==== EXTRACTED TEXT ====

After three years of tough negotiations in which the European Parliament for the first time in the EU's history was put on an equal footing with the Council and the Commission, MEPs have approved the Common Agricultural Policy (CAP) reform package for the years 2014-2020. They made clear, however, that the agreement reached through intensive three-way talks cannot be called a “perfect” deal but rather a “reasonable” compromise.

During a debate preceding the vote, on 20 November, a wide spectrum of opinions, including extreme views for and against, were expressed across all political groups. The majority of MEPs voted, however, in favour of the political compromise the EP had reached with the Council and the Commission in June (main political agreement) and September (agreement on the EU budget-related issues), moving the CAP reform a step closer to conclusion. All four draft regulations (direct payments, rural development, single CMO and horizontal regulation) were approved without amendments. MEPs also gave their nod to a compromise reached in October on a set of transitional rules for the CAP in 2014. The Council is expected to approve all five draft regulations at its next meeting in December.

==== EXTRACTED MATERIAL ====

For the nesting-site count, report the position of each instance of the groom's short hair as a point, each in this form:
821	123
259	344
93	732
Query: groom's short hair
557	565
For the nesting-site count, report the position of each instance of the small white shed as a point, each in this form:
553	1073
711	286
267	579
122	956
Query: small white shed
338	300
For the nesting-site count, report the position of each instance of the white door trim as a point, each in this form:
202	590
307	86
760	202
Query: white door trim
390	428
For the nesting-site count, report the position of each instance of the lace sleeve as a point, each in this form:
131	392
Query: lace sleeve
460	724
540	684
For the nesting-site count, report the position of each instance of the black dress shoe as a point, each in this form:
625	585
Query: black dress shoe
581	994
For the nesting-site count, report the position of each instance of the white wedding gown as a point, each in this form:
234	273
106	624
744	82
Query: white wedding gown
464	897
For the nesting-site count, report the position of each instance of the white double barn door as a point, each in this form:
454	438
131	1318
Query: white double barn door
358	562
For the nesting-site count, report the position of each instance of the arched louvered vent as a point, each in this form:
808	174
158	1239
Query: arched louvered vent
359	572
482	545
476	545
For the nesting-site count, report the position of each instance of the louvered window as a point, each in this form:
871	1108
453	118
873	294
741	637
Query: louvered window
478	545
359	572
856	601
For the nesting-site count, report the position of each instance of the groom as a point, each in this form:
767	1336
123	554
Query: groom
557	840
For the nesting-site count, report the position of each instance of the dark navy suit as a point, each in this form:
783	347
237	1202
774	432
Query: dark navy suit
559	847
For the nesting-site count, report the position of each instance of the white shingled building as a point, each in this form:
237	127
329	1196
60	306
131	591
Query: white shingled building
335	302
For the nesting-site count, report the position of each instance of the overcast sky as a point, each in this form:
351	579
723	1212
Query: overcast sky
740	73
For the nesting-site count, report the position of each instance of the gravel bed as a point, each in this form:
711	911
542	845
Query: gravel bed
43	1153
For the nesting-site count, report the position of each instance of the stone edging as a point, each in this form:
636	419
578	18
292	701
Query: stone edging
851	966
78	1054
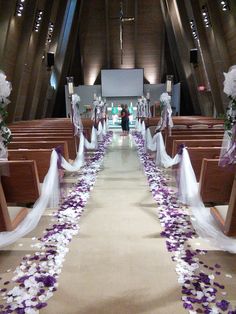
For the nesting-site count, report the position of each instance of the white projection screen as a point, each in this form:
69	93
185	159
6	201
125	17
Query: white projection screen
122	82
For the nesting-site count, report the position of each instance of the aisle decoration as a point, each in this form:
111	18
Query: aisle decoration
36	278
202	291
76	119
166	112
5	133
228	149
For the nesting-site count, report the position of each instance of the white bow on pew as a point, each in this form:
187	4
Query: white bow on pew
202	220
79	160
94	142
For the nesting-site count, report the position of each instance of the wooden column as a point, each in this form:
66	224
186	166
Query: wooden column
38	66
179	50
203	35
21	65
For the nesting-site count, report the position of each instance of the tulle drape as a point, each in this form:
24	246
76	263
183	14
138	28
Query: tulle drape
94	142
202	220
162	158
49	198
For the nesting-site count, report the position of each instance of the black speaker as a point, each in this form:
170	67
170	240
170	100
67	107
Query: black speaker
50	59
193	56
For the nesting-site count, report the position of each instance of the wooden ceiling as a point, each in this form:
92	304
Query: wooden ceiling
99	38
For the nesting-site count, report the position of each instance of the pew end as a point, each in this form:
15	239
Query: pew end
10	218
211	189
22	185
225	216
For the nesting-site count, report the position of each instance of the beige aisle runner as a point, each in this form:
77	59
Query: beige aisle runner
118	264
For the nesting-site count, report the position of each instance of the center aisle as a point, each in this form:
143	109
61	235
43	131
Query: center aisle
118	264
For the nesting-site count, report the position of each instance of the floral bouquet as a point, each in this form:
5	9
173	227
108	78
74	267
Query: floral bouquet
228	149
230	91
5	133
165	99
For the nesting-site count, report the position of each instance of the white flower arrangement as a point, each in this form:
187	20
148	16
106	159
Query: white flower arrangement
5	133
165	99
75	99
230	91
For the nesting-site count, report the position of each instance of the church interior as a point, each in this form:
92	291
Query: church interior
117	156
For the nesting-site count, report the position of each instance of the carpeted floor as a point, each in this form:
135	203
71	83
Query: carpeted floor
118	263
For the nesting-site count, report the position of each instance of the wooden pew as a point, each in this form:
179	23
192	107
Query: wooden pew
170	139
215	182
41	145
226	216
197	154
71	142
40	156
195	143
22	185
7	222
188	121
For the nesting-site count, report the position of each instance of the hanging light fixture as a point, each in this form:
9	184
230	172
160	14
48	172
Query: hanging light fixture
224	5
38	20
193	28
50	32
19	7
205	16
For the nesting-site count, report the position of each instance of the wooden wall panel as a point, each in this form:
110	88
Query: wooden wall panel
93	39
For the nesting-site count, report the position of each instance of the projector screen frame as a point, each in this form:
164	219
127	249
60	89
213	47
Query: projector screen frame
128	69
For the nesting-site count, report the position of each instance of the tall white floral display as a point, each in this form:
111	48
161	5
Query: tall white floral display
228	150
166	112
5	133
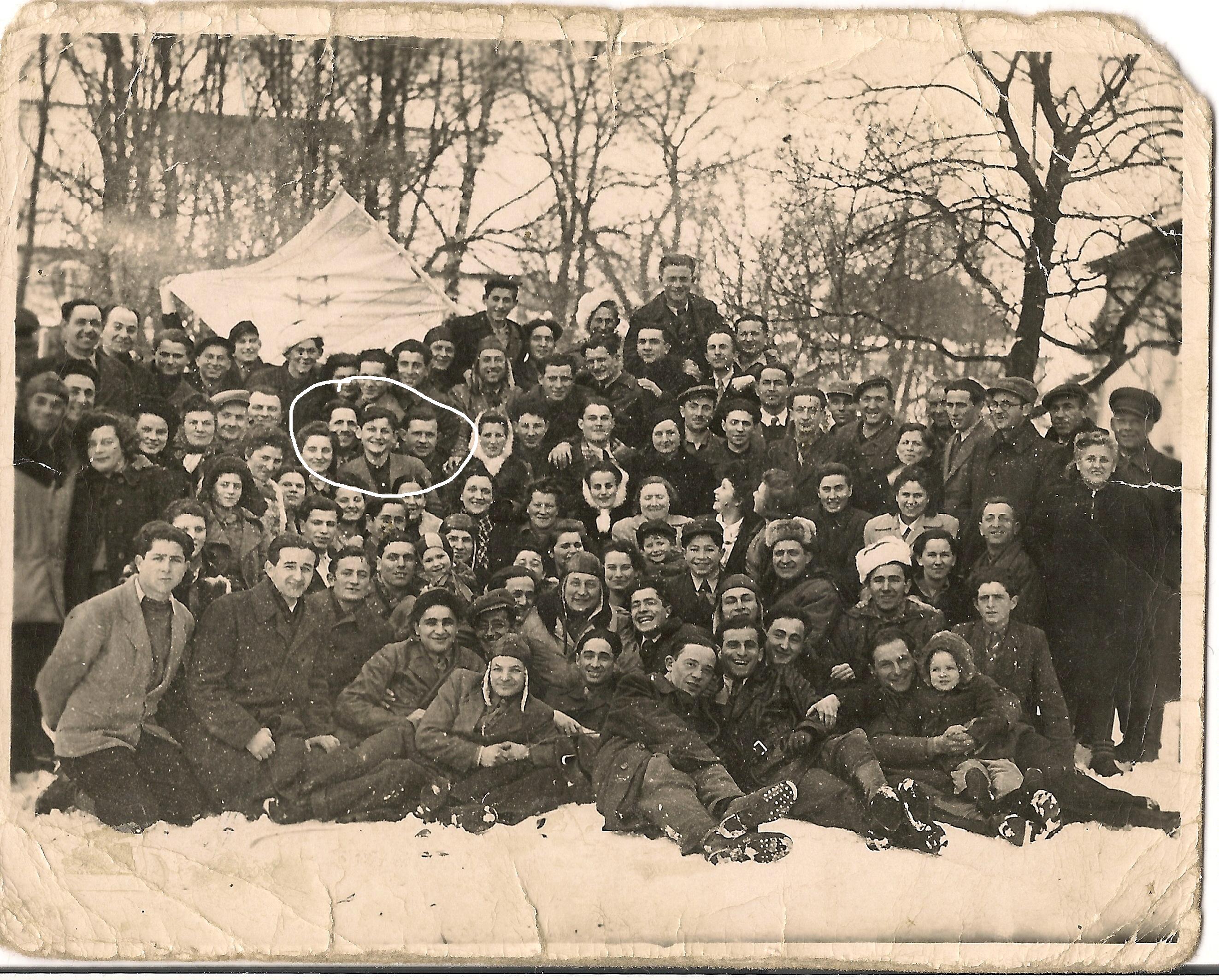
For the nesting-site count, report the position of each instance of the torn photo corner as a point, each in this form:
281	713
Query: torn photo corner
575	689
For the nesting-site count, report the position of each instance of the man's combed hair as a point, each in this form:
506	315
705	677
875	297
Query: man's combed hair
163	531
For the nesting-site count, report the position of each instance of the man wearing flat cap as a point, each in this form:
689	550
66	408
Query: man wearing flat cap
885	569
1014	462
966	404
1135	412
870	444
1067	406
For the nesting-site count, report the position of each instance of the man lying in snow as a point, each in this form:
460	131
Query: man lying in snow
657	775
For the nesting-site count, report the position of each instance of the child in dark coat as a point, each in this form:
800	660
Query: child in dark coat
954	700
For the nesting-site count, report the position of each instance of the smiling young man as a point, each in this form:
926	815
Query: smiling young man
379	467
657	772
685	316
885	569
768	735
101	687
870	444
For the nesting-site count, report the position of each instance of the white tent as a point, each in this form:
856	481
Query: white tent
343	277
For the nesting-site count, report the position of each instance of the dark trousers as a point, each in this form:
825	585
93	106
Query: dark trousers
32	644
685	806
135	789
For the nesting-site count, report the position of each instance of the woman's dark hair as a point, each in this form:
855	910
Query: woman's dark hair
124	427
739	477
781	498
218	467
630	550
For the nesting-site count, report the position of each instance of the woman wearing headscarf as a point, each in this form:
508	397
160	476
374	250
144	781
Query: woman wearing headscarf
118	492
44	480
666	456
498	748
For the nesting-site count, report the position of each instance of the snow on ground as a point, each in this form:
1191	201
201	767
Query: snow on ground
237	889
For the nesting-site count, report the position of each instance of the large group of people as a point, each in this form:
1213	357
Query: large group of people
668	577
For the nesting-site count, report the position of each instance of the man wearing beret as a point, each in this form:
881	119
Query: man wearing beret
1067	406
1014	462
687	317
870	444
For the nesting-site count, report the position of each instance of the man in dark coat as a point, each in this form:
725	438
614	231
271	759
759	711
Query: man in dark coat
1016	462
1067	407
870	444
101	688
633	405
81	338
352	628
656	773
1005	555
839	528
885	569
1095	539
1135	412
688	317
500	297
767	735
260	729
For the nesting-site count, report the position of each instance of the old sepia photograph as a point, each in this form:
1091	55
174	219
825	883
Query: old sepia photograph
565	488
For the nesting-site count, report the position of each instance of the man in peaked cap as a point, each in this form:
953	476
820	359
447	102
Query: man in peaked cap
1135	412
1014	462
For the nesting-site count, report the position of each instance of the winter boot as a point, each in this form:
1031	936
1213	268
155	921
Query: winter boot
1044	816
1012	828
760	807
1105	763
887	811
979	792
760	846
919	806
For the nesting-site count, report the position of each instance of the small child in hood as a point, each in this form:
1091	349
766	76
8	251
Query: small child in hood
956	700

====
==== EXTRACTED MATERIAL ====

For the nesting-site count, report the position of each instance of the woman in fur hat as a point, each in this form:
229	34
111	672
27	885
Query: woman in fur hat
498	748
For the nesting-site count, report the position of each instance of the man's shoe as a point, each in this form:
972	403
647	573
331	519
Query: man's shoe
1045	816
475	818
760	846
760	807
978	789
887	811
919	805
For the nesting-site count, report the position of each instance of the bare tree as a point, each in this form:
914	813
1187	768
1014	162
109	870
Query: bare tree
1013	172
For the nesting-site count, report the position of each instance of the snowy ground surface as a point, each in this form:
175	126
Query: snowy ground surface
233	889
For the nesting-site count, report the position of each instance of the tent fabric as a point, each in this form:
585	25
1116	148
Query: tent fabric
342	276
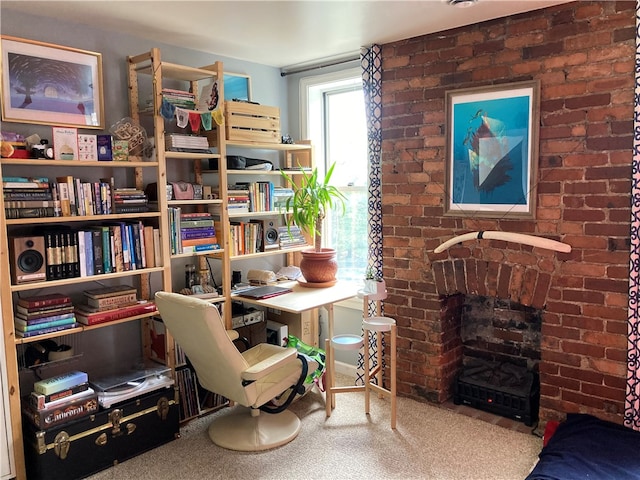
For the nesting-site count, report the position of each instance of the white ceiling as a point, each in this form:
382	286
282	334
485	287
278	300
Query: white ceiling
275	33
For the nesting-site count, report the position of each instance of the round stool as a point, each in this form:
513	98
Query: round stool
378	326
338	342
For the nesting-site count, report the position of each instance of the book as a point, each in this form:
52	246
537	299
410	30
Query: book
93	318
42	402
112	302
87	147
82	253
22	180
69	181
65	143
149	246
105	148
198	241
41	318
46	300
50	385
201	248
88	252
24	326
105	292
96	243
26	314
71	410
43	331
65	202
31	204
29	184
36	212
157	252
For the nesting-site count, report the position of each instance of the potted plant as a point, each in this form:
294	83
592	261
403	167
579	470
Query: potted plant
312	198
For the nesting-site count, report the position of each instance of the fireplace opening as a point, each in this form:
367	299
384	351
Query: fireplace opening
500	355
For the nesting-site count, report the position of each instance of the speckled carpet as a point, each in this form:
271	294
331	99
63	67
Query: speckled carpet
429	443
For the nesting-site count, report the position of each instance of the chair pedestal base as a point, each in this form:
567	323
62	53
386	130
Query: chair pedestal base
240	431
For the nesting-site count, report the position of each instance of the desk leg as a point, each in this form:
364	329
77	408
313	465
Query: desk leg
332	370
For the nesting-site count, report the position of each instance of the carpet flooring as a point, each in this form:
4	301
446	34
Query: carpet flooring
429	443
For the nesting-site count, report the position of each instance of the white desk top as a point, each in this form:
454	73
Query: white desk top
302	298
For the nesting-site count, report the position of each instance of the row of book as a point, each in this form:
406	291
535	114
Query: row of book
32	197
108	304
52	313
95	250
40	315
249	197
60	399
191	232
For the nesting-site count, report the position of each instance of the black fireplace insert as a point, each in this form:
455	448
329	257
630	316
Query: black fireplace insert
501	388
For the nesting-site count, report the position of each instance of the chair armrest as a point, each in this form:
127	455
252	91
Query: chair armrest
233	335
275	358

====
==== EXTRACTED MATERIAL ====

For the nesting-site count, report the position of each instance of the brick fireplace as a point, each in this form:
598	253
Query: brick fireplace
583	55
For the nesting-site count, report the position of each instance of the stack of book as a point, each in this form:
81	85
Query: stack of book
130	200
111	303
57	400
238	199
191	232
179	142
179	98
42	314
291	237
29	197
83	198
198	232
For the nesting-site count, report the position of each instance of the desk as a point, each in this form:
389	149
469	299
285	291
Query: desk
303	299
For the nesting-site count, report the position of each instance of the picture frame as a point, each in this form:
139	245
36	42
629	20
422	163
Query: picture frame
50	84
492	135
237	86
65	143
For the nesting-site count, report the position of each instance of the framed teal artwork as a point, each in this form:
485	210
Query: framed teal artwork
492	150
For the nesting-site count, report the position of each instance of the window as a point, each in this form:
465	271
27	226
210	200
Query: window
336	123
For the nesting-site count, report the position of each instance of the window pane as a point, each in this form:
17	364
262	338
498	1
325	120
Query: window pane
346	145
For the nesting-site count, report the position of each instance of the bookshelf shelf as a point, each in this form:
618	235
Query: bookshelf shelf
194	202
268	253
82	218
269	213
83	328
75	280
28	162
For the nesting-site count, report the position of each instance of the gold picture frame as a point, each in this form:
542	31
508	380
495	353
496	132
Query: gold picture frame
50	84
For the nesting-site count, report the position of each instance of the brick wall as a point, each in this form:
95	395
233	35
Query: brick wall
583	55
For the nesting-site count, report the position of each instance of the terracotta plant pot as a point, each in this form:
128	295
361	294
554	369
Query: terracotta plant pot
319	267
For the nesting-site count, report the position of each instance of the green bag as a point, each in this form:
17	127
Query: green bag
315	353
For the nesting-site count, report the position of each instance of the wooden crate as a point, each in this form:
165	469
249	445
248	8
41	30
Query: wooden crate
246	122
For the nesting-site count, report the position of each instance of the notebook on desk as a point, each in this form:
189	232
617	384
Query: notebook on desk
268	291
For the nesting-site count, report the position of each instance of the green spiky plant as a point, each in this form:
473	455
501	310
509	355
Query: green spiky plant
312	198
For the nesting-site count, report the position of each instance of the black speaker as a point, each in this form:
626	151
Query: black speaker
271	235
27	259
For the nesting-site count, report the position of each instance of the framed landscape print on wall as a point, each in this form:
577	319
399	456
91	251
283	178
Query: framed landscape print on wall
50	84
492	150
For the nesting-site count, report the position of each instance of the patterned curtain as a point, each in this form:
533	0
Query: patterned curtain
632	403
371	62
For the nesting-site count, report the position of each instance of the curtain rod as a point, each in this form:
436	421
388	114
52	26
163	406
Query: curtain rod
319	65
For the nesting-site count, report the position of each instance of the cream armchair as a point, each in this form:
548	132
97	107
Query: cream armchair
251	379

====

> **REQUIRED ACTIONS**
1 – Update the CAP reform text starting with "During a debate" and going on through "meeting in December.", putting "Members of the European Parliament" wherever "MEPs" appears.
2 – Summarize the CAP reform text in two sentences.
3 – Say whether each statement agrees with the CAP reform text, giving yes or no and quoting the deciding words: (a) The four draft regulations were approved with amendments. (b) The compromise on transitional rules for 2014 was reached in October. (c) MEPs called the agreement a perfect deal.

> **ANSWERS**
1 –
During a debate preceding the vote, on 20 November, a wide spectrum of opinions, including extreme views for and against, were expressed across all political groups. The majority of Members of the European Parliament voted, however, in favour of the political compromise the EP had reached with the Council and the Commission in June (main political agreement) and September (agreement on the EU budget-related issues), moving the CAP reform a step closer to conclusion. All four draft regulations (direct payments, rural development, single CMO and horizontal regulation) were approved without amendments. Members of the European Parliament also gave their nod to a compromise reached in October on a set of transitional rules for the CAP in 2014. The Council is expected to approve all five draft regulations at its next meeting in December.

2 – After three years of negotiations in which the European Parliament was put on an equal footing with the Council and the Commission, MEPs approved the 2014-2020 CAP reform package, calling it a "reasonable" compromise rather than a "perfect" deal. All four draft regulations were approved without amendments, MEPs also approved transitional rules for the CAP in 2014, and the Council is expected to approve all five draft regulations in December.

3 –
(a) No: "All four draft regulations (direct payments, rural development, single CMO and horizontal regulation) were approved without amendments."
(b) Yes: "a compromise reached in October on a set of transitional rules for the CAP in 2014"
(c) No: "cannot be called a “perfect” deal but rather a “reasonable” compromise"